*** INFORMATION GIVEN ***

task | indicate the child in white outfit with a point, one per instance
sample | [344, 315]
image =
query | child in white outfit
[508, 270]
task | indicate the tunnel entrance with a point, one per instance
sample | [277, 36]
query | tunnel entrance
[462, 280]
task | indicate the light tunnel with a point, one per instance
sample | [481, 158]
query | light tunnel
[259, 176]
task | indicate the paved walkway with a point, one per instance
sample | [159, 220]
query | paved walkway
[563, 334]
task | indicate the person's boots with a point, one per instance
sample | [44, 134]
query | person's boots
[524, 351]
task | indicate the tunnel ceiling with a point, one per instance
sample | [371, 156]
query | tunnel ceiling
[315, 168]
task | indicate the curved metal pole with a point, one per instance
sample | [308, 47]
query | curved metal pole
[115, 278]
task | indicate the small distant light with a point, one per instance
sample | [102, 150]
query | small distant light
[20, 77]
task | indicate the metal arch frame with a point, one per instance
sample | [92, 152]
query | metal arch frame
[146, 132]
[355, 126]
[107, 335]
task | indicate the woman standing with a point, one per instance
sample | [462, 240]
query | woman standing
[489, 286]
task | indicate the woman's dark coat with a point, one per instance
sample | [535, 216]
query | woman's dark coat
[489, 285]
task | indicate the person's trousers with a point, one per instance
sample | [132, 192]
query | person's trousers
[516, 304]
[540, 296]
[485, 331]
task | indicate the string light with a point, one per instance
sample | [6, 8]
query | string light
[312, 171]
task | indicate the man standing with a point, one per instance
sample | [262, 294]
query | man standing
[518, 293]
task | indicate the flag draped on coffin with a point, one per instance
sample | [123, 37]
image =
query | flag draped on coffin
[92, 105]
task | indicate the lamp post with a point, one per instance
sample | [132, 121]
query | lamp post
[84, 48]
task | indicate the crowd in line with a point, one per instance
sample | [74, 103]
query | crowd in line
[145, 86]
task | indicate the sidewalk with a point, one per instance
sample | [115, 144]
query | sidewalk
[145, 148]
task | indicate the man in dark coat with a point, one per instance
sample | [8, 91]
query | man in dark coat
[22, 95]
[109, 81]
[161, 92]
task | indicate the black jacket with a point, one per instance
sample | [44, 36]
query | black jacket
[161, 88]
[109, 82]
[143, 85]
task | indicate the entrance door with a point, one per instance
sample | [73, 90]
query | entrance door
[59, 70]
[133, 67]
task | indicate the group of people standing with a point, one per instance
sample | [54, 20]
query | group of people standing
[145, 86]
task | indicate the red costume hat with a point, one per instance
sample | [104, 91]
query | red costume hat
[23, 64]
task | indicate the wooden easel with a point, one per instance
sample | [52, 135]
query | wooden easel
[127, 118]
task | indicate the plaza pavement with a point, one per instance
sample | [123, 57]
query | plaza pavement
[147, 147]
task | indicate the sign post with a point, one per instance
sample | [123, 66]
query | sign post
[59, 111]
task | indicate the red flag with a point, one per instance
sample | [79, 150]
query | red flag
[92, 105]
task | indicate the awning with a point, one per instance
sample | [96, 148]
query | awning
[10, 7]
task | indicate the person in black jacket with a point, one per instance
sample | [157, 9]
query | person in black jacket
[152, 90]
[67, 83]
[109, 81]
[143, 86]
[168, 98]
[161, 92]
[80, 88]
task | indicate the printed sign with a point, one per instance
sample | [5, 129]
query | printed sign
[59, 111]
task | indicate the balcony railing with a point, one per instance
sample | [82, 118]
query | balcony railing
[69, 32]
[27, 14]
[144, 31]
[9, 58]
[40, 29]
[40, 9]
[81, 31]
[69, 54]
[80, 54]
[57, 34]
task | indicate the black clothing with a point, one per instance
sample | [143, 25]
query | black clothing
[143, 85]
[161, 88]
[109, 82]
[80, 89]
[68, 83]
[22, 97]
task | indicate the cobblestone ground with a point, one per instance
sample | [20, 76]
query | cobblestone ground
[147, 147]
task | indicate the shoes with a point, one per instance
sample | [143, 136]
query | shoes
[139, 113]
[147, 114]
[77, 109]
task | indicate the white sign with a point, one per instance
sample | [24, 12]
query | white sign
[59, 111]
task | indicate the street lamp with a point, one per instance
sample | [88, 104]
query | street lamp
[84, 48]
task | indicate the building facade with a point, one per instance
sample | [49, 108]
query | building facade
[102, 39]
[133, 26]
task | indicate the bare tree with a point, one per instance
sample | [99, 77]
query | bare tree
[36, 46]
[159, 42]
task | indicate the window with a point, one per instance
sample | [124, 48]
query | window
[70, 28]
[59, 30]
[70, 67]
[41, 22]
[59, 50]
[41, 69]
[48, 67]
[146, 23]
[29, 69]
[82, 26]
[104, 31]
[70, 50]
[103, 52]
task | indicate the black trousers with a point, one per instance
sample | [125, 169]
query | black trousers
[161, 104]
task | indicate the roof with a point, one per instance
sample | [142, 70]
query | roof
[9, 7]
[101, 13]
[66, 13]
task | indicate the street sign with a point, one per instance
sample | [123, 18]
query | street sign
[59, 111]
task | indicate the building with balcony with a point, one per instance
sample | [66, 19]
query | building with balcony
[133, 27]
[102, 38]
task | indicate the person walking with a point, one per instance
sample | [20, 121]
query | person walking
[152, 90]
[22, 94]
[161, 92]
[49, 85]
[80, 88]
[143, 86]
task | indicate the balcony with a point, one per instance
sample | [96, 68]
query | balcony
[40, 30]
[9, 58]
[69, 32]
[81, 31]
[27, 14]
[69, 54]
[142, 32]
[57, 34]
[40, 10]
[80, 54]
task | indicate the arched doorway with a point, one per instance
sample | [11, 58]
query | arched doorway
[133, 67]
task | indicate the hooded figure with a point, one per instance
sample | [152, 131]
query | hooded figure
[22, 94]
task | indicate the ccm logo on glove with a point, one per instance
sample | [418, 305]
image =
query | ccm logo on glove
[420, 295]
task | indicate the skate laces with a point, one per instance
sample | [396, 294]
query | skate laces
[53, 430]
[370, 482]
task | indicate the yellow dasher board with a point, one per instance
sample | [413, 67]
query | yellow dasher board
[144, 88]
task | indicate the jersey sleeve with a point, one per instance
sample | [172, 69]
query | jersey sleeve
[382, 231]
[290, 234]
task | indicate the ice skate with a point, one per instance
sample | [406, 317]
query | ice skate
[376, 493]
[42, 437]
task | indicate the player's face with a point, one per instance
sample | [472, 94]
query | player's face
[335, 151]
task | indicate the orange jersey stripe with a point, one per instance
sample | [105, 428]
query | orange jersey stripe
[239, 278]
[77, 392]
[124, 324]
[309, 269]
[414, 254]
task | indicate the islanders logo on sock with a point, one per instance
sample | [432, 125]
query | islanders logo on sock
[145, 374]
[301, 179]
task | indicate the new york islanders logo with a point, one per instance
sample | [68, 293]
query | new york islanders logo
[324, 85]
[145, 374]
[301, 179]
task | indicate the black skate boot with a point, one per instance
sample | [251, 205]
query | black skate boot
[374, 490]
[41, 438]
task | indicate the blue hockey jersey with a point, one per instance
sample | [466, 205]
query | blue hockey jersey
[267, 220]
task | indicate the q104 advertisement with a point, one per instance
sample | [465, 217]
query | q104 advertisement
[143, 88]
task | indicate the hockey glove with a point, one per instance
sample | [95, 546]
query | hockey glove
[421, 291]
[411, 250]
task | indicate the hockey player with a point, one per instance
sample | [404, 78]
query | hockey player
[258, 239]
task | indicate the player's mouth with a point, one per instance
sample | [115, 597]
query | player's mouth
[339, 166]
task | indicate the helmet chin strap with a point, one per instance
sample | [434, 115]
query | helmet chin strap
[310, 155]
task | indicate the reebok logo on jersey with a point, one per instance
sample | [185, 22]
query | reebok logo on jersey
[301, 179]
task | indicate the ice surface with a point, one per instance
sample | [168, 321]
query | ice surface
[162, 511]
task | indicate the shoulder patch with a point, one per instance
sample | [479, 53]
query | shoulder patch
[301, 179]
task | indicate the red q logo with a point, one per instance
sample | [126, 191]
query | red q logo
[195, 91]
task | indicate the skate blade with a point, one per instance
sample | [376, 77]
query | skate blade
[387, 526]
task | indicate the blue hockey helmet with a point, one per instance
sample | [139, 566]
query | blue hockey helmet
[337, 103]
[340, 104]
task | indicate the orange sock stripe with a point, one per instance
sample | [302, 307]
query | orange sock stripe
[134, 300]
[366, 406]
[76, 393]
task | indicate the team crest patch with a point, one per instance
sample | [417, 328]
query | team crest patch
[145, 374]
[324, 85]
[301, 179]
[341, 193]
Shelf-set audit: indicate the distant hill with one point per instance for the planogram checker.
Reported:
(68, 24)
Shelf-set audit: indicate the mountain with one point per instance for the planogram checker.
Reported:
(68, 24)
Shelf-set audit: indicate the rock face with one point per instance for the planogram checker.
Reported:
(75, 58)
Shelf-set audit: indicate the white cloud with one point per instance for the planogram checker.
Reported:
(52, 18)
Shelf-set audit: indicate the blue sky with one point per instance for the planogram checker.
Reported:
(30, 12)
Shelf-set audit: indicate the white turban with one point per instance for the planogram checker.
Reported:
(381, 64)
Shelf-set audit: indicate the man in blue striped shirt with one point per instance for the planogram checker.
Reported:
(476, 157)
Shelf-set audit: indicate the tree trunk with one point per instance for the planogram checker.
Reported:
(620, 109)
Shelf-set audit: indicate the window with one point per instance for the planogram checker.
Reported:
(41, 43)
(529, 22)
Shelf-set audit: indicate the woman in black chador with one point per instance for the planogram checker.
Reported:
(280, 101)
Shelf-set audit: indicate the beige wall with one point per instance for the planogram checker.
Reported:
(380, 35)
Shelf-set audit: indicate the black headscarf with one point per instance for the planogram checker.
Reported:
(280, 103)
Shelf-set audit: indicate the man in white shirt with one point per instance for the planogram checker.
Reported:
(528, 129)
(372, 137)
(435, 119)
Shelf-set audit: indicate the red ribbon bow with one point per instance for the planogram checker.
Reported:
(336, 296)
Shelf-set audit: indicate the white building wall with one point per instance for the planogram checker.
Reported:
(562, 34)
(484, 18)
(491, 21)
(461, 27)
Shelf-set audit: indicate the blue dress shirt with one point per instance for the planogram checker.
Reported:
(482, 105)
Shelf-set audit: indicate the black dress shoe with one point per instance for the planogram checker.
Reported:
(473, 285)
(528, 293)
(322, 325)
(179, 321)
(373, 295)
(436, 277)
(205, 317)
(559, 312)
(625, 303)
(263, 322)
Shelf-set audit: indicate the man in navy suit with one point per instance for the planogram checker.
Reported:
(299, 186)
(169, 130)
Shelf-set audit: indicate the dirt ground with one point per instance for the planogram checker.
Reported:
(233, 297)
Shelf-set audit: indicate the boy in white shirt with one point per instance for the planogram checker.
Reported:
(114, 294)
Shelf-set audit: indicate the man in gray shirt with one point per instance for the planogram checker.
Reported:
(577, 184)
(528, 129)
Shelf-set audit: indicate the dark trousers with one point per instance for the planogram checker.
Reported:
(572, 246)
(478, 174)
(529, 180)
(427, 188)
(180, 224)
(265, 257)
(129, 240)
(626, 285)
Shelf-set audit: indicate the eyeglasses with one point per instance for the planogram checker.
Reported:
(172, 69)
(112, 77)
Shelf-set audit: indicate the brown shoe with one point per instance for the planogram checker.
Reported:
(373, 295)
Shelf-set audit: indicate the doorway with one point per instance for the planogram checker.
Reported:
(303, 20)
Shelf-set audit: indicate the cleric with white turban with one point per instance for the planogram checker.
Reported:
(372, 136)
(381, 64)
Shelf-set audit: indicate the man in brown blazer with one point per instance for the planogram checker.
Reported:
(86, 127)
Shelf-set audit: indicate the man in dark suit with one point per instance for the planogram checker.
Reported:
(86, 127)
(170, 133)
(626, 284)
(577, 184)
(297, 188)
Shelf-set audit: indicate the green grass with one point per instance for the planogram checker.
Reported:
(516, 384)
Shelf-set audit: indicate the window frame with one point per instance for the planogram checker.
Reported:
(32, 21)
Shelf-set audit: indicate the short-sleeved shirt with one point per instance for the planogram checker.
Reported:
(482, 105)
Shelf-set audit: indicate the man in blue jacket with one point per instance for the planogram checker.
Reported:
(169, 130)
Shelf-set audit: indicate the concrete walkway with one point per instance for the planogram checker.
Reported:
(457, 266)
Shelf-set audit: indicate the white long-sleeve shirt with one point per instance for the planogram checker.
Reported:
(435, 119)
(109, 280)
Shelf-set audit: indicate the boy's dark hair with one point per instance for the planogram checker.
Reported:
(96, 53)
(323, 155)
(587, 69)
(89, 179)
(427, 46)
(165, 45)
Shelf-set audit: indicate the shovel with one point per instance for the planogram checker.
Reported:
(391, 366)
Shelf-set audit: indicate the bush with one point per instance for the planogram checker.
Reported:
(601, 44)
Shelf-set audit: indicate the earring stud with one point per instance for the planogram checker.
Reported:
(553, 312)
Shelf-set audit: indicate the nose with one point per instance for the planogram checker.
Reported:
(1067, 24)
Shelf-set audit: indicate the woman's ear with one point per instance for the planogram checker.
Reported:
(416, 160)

*** End of INFORMATION GIVEN ***

TASK DETAILS:
Copy each line above that contains the string "dress".

WRITTEN RESPONSE:
Shelf-set audit: indicate the blue dress shirt with one point per instance for the planogram checker.
Shelf-set audit: indicate the black dress shoe with one point per instance for the planogram checker.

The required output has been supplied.